++++ Provided data ++++

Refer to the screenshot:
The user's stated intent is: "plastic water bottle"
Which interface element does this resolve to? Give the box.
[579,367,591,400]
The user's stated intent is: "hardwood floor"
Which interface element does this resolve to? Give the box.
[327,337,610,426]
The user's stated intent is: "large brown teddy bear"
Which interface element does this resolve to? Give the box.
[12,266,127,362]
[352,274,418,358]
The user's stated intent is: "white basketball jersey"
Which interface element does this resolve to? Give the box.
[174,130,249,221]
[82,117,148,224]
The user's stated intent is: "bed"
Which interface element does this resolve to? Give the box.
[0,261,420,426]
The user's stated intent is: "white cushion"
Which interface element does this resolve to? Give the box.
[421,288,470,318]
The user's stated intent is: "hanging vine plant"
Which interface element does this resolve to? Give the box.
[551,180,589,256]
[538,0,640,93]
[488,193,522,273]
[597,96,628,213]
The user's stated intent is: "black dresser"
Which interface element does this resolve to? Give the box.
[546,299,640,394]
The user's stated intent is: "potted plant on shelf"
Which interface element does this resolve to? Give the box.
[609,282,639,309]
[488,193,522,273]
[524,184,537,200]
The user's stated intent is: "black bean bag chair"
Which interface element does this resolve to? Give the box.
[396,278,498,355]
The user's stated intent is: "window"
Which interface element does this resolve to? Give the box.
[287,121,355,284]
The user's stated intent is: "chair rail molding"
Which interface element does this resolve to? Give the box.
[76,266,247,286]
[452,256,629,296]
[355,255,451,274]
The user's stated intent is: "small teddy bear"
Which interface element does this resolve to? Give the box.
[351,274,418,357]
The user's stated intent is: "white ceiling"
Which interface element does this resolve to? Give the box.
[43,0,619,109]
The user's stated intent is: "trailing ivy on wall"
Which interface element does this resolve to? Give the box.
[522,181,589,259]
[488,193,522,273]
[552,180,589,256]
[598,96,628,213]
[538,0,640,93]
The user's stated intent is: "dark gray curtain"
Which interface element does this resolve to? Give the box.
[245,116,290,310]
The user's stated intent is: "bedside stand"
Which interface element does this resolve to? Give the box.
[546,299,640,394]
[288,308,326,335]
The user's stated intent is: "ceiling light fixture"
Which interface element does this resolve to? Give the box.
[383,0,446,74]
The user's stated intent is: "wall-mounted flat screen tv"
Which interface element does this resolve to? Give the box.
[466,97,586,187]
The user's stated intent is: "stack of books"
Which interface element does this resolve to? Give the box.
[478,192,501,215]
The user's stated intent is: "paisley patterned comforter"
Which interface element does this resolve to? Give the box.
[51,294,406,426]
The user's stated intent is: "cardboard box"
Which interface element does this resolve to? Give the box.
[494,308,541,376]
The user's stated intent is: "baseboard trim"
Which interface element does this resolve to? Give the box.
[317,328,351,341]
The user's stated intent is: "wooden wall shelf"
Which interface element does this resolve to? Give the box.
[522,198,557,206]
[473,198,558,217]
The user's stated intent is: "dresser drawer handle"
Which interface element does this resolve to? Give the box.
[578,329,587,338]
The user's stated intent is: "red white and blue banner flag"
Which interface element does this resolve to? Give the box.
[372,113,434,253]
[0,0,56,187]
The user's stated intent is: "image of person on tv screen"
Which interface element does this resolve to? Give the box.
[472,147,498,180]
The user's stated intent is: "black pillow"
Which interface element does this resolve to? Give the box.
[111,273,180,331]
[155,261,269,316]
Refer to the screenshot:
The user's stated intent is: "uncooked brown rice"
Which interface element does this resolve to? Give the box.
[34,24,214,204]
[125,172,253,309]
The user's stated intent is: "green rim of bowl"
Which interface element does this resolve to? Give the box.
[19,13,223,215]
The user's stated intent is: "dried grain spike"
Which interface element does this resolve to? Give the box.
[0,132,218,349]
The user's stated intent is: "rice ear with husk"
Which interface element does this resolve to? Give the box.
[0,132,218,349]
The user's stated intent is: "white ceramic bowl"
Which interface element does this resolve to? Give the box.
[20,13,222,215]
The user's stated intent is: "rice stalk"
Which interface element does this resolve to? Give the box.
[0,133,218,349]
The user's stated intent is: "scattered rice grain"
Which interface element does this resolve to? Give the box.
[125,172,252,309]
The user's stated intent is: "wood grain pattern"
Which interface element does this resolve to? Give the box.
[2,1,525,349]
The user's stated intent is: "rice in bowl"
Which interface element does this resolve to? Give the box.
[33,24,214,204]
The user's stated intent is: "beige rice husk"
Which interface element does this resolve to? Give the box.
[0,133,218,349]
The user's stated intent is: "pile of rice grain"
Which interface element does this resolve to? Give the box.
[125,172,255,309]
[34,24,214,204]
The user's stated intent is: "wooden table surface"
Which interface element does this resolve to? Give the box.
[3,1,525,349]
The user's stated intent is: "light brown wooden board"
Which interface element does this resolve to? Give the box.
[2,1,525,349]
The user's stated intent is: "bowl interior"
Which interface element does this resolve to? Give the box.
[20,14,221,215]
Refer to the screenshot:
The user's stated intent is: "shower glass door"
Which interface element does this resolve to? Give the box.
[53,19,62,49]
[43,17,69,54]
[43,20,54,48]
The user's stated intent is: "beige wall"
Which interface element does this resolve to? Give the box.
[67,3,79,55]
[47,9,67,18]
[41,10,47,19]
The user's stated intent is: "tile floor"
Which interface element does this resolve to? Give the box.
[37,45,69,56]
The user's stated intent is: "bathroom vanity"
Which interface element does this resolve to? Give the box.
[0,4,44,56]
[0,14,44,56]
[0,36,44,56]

++++

The records above need to be retyped exactly.

Refer to the screenshot:
The user's stated intent is: "plastic water bottle"
Which interface element does this resolve to? Give the box.
[579,367,591,400]
The user's stated intent is: "hardwood floor"
Which interface element does this resolve to? Give the box.
[327,337,610,426]
The user's stated intent is: "large brown teddy bear"
Which interface element does this resolve to? Give the box.
[12,266,127,362]
[352,274,418,358]
The user's stated intent is: "white basketball jersey"
Which interface element does this resolve to? Give the box.
[174,130,249,221]
[82,117,148,224]
The user's stated intent is: "bed"
Which interface element does this resolve to? Give the box.
[0,261,420,426]
The user's stated intent is: "white cushion"
Which interface element does this resolve to? Give the box.
[421,288,470,318]
The user's stated intent is: "hanging vine plant"
Which interface element does this resolve to? Give the box.
[551,180,589,256]
[538,0,640,93]
[488,193,522,273]
[597,96,628,213]
The user's stated intent is: "black dresser"
Which interface element does this resolve to? Give the box.
[546,299,640,394]
The user's stated intent is: "potted plant on shelf"
Which interface element does this resolve to? Give the box.
[609,282,639,309]
[488,193,522,273]
[524,184,537,200]
The user's stated intent is: "black bean bag chair"
Which interface element does this resolve to? Give the box.
[396,278,498,355]
The user's stated intent is: "window"
Which interface element does this resolve to? Give the box.
[287,121,355,284]
The user's stated intent is: "chair rail molding"
Which interface element does this resolve to? Give the box.
[76,266,247,286]
[452,256,629,296]
[355,255,451,274]
The user's stated intent is: "small teddy bear"
Which interface element does this resolve to? Give the box.
[351,274,418,357]
The user's stated intent is: "white ceiling"
Which interface element does this resolve to? Give the box.
[43,0,619,109]
The user's stated intent is: "trailing ivy on wall"
Which interface element does this resolve to? Give the box.
[522,181,589,259]
[488,193,522,273]
[552,180,589,256]
[598,96,628,213]
[538,0,640,93]
The user's stated intent is: "dark gray curtain"
Which interface element does this resolve to? Give the box.
[245,116,290,310]
The user's stated intent is: "bedside stand"
Which interface element does this resolve to? Give the box.
[546,299,640,394]
[288,308,326,335]
The user's stated intent is: "ceiling light fixture"
Which interface element does this resolve to? Give the box.
[383,0,446,74]
The user's stated intent is: "wall-mounted flat screen tv"
Which interface element does this resolve to? Give the box.
[466,97,586,187]
The user's stated intent is: "stack of books"
Which interface element does this resolve to? Give the box.
[478,192,501,215]
The user's stated intent is: "paisley patterned comforter"
Which interface element does this resolve to? Give the box.
[51,294,406,426]
The user's stated intent is: "cardboard box"
Which interface element does this resolve to? Give the box.
[494,308,541,376]
The user's stated intent is: "baseboard trim"
Which interface element does this resolve to? Give the box.
[317,328,351,341]
The user's stated intent is: "wooden wall shelf"
Which interface element does this resolve to? Give the box.
[522,198,557,206]
[473,198,558,217]
The user's stated intent is: "dresser drawer handle"
Which interface element does this resolve to? Give the box.
[578,329,587,338]
The user's stated intent is: "red white and blue banner flag"
Which interface element does this resolve to? Give the box.
[372,113,434,253]
[0,0,56,187]
The user's stated intent is: "image of person on tv screen"
Which interface element does this resolve to? Give the box.
[472,147,498,180]
The user's stated intent is: "black pillow"
Which interface element does this resolve to? Give the box.
[111,273,180,331]
[155,261,269,316]
Refer to the screenshot:
The user's stated intent is: "uncooked brown rice"
Which interface element does this resolve to? Give the box.
[34,24,214,204]
[125,172,253,309]
The user's stated intent is: "green rim of bowl"
Which interface element does this resolve to? Give the box.
[19,13,223,215]
The user's stated intent is: "dried grain spike"
Which interface element does this resolve to? Give the box.
[0,132,218,349]
The user's stated intent is: "rice ear with husk"
Which interface element does this resolve to? Give the box.
[0,132,218,349]
The user's stated intent is: "white ceramic bowl"
Which interface element does this resolve to? Give the box.
[20,13,222,215]
The user's stated intent is: "rice stalk"
Which interface element does this resolve to? Give the box.
[0,133,218,349]
The user's stated intent is: "scattered rice grain"
Which interface element does this resolve to? Give the box.
[125,172,252,309]
The user's stated intent is: "wood grain pattern"
Which interface element does this resolve to? Give the box.
[2,1,525,349]
The user's stated intent is: "rice in bowl"
Which interface element does this resolve to? Give the box.
[33,24,214,204]
The user's stated intent is: "beige rice husk"
Which interface element does this resolve to? Give the box.
[0,133,218,349]
The user's stated intent is: "pile of rice grain"
Which interface element does this resolve to? Give the box.
[125,172,255,309]
[34,24,214,204]
The user's stated intent is: "wooden table surface"
Which interface element does this resolve to? Give the box.
[3,1,525,349]
The user's stated intent is: "light brown wooden board"
Which interface element does this resolve to? Give the box.
[2,1,525,349]
The user's stated intent is: "bowl interior"
Which interface element does this resolve to? Give the box.
[20,14,221,215]
Refer to the screenshot:
The user's stated intent is: "shower glass door"
Which interface element does this resolve to? Give the box.
[53,19,62,49]
[43,17,69,54]
[43,20,54,48]
The user's stated intent is: "beige wall"
Which interface element does this resolve to? Give the box.
[67,3,79,55]
[47,9,67,18]
[41,10,47,19]
The user's stated intent is: "tile floor"
Which interface element does this resolve to? Give the box.
[37,45,69,56]
The user's stated intent is: "bathroom vanity"
Which interface element does this resolve to? Give the box.
[0,4,44,56]
[0,14,44,56]
[0,36,44,56]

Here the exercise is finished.